THE TASK =
Print the listing in its entirety and exactly, leaving out images.

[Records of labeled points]
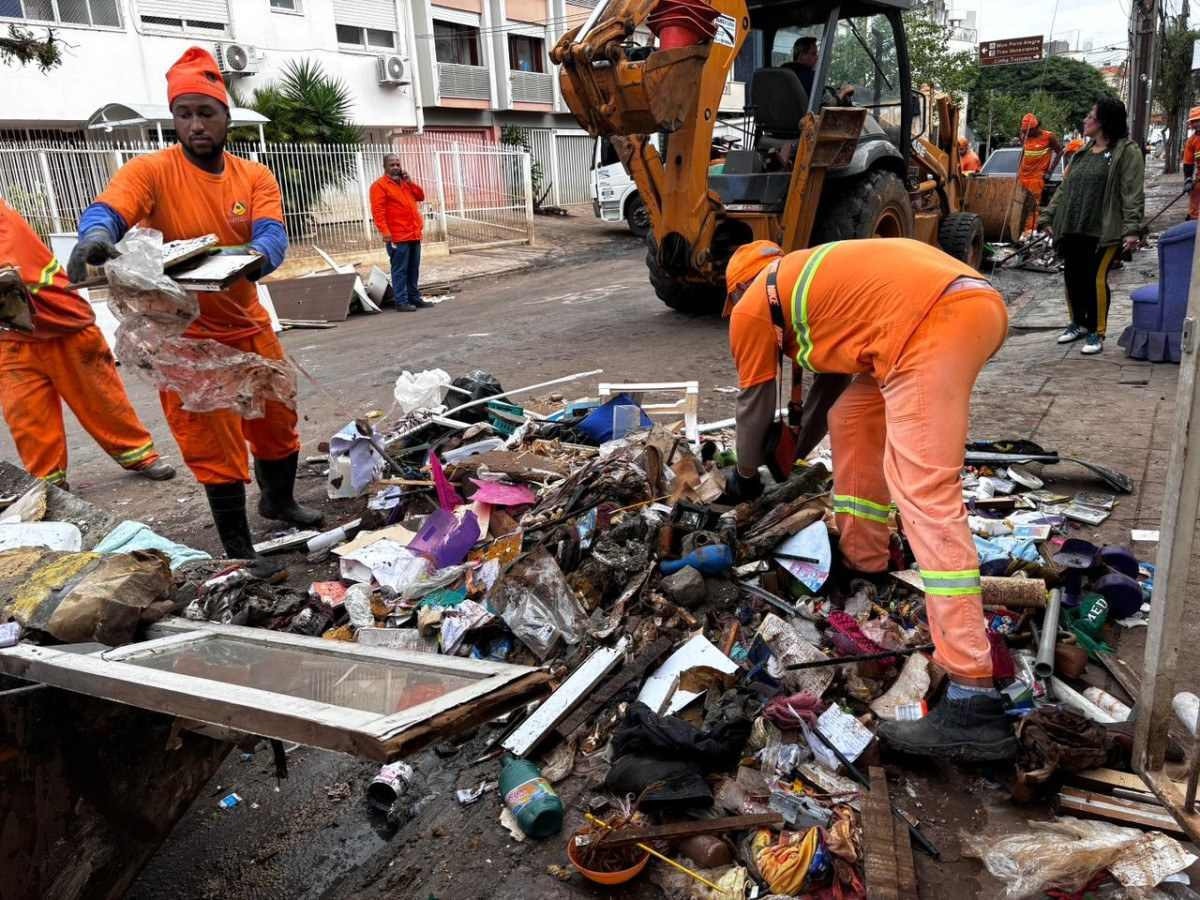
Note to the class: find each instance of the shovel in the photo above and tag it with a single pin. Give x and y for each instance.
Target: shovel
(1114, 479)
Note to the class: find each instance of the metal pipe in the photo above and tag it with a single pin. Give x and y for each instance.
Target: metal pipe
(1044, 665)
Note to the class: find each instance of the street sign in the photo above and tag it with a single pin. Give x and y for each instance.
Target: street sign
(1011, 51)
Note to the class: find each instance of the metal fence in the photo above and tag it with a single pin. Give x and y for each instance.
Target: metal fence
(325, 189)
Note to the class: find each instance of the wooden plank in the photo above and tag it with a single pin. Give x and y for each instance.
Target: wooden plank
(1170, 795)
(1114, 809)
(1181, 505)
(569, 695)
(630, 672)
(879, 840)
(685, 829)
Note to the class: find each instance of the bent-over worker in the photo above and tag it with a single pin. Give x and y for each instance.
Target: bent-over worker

FULL OUTPUT =
Note to the class: find each instance of the shovel in the photo above and tag it with a single pin. Give x and y for each instance.
Target: shovel
(1114, 479)
Note to the class: find each instance of the metal pipe in the photo above and tag it with a single pin. Give x and y for each instance.
Target: metal pipe
(1044, 665)
Note to the class: find each instance of the street sign in the photo above and tag it with a single pin. Give x and y for each instance.
Target: street sign
(1011, 51)
Note to the class: find each instance of the metal fence in the photo above and tag it with a single pin. Give x and y for each instance.
Target: metal fence
(325, 189)
Note to the class: find each instance of the wooden plank in the photo above and tag it with a single pin. Give x and y for each instance.
Target: wooden plank
(1170, 795)
(1114, 809)
(1181, 505)
(569, 695)
(630, 672)
(879, 840)
(685, 829)
Note to the class: find each instance of the bent-over worker in the photo above and tag it with a single pin. Give x and y for each instance.
Target: bent-over worker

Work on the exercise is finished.